Segment Open
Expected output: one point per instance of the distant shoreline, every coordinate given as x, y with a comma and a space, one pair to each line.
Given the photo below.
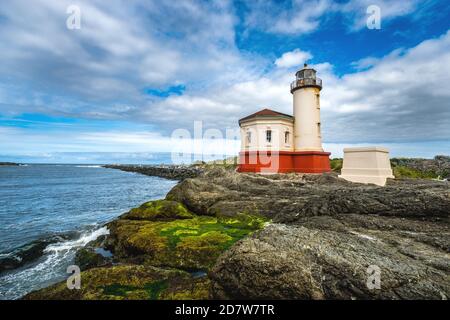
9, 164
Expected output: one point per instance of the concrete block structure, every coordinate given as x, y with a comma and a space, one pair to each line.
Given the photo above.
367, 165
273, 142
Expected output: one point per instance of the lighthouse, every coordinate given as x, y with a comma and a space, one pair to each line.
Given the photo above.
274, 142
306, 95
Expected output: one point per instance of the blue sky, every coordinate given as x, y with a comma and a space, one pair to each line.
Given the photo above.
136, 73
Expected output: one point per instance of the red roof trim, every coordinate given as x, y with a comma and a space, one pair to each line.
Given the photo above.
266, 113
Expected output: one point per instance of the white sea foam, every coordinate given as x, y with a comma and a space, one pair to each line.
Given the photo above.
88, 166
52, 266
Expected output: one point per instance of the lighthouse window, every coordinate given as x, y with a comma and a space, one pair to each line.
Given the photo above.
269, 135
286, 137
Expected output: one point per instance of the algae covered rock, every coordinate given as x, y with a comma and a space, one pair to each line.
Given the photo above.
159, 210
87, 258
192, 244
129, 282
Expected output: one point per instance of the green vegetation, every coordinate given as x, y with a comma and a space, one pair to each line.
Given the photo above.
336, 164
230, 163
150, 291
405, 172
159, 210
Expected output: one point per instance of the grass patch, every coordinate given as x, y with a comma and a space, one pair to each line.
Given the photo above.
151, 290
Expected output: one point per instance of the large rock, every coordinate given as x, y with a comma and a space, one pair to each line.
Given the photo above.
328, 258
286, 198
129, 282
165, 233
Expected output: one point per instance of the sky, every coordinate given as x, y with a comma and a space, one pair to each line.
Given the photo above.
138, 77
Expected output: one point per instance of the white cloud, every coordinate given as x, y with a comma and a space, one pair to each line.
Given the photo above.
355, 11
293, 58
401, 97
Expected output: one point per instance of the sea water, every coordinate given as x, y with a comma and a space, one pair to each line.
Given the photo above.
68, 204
Segment Closed
Segment Open
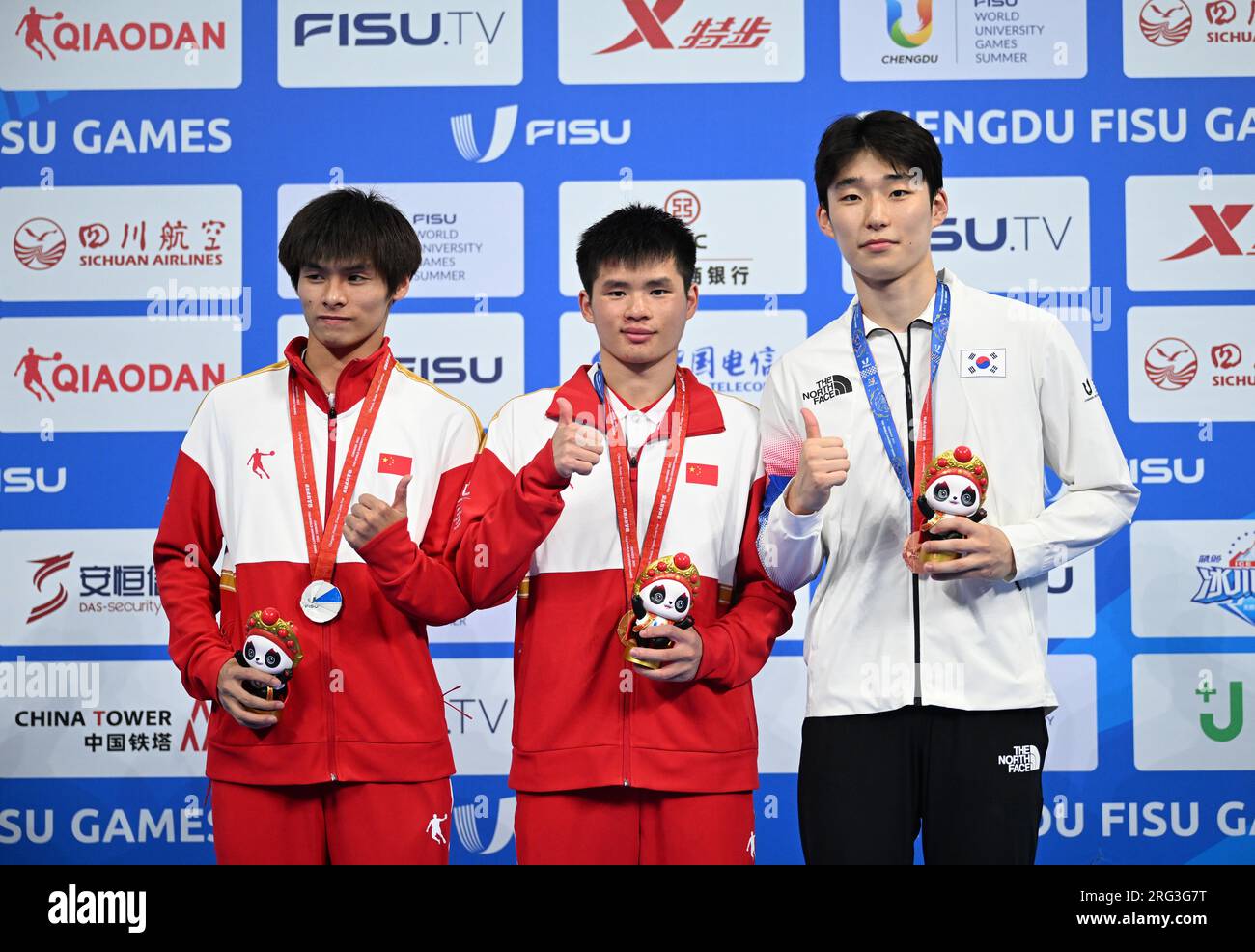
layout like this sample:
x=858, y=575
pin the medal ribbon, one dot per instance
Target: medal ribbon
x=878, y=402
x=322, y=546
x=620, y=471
Segment Closed
Segment Open
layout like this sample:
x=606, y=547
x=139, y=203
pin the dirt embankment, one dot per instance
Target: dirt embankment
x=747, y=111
Segment Closed
**Problem requirements**
In which lines of the material above does the string "rock" occur? Copy them all.

**Solution to the exercise**
Expected output: one point per instance of the algae covered rock, every coordinate given as x, y with a comma and a space, one pair to each line.
Expected output: one point per instance of the large rock, every coordinate given as x, y with a comma and a space, one pair to each line.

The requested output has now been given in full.